▶ **Exercise details**: Set down, word for word, the stretch of lines from the one containing "of the silver" to the end of the records below.

### Dataset entries

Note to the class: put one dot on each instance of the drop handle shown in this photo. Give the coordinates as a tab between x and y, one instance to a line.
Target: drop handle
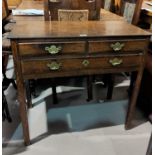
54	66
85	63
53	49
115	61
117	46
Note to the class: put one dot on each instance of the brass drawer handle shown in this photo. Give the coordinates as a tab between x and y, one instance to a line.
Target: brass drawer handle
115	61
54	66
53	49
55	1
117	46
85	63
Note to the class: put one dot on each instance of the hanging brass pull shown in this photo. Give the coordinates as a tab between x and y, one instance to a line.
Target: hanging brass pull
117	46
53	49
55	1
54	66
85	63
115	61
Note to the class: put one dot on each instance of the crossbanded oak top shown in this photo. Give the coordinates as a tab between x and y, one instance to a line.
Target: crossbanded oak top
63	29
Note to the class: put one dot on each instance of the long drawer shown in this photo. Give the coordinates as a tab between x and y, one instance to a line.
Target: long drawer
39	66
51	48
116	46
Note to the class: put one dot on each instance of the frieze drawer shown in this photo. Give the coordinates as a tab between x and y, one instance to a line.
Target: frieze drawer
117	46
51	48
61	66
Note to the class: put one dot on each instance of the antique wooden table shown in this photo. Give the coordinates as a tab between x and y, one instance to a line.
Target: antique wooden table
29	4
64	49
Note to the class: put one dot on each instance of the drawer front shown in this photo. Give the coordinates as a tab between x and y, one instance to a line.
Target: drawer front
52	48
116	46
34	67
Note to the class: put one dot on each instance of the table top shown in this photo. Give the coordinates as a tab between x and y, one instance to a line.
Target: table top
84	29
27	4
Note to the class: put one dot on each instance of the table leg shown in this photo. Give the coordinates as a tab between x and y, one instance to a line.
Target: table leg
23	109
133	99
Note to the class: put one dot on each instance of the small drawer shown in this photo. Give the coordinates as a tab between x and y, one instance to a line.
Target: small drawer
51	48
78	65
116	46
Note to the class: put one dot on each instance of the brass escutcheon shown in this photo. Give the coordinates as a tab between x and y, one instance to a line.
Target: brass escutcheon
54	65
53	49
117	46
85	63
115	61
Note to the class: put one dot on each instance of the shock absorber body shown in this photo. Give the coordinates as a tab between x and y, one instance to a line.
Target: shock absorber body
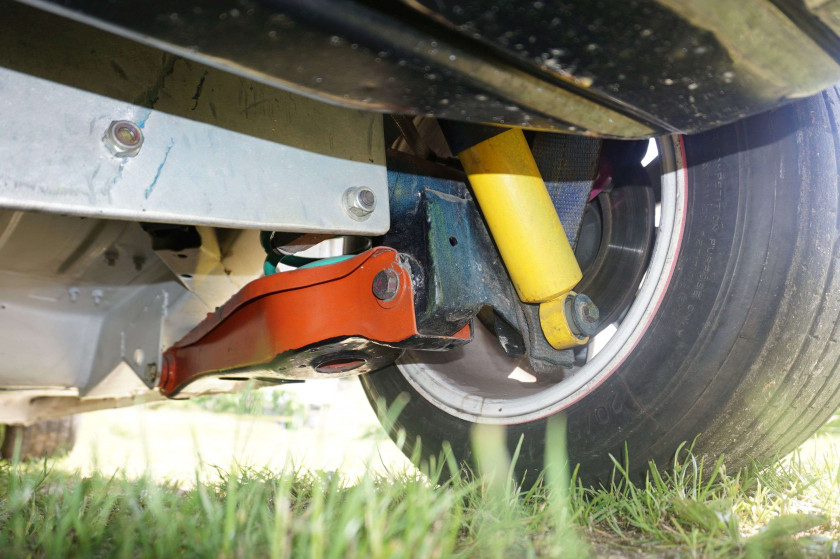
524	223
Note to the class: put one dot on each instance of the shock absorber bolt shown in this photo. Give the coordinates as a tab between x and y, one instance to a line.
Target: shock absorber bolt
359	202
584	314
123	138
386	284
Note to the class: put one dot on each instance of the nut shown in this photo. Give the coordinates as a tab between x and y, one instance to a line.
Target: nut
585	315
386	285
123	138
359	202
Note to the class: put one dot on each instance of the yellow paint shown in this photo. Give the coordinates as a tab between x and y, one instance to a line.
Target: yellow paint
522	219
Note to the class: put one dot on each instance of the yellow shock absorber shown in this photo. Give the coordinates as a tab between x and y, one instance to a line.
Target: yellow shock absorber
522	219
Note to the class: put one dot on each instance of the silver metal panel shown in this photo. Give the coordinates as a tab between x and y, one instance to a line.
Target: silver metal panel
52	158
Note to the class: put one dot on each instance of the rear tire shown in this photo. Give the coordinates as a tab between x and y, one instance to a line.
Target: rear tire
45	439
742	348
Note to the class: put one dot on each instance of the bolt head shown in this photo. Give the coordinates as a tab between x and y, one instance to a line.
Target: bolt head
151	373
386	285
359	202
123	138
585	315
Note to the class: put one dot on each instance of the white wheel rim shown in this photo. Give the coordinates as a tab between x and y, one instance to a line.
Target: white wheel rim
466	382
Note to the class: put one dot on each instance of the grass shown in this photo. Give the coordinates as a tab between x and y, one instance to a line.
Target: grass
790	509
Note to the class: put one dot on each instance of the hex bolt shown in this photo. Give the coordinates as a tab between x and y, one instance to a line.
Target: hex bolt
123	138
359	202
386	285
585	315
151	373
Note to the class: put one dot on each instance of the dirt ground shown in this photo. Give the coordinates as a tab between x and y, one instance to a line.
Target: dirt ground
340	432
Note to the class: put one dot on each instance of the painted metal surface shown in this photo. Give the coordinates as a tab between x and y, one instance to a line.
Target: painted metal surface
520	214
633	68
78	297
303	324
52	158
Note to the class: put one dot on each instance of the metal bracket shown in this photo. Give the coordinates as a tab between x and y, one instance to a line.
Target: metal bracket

######

▶ **Task result**:
Note to the class: put one dot on each instance of the silver metal panel shown in this photo. Give the coordinates as a tab between x and y, one instance to a line.
Target: silver metal panel
52	158
Note to the class: put one dot on each instance of the rear tire shown in this photo. Give the coordinates as a tab between x and y, one instance to a line.
Target: rear tire
45	439
742	348
Note to the class: put one dot on each instance of the bolt head shown in this photo. Give the coordinates as a tab between x and y, one instance to a line.
Target: bolt head
151	373
386	285
359	202
123	138
585	315
Note to the class: put one dot on each instance of the white wheel rim shown in this photo. Give the coordinates as a tab between x and y, one instance to a line.
Target: white wheel rim
466	382
Note to the class: put one dot on each instance of the grass shown in this photo. Give the coordinates as a tab between x and y, one instance to a line.
Target: grass
790	509
Note to the class: put one dot on each instance of the hex bolt shown in this photo. Give the coordinates as a tab between x and y, one instance to a line.
Target: hex bolt
123	138
359	202
386	285
585	315
151	373
Note to the class: put one dot on each instance of the dirt ground shown in this photo. Give the coordinates as a tab between x and y, one instance to a line.
Target: dirt ground
340	432
Note to the class: put one dot on each instance of the painted metal surface shown in this photo. Give the coordinates as a tab between x and y, one instance to a line.
Target: painted metal surface
520	214
633	68
78	297
303	324
52	158
Note to the class: put one dot on each instance of the metal bracket shown in this photo. Give the coordinates as a tab between x and y, one instance to a line.
Target: metal bracket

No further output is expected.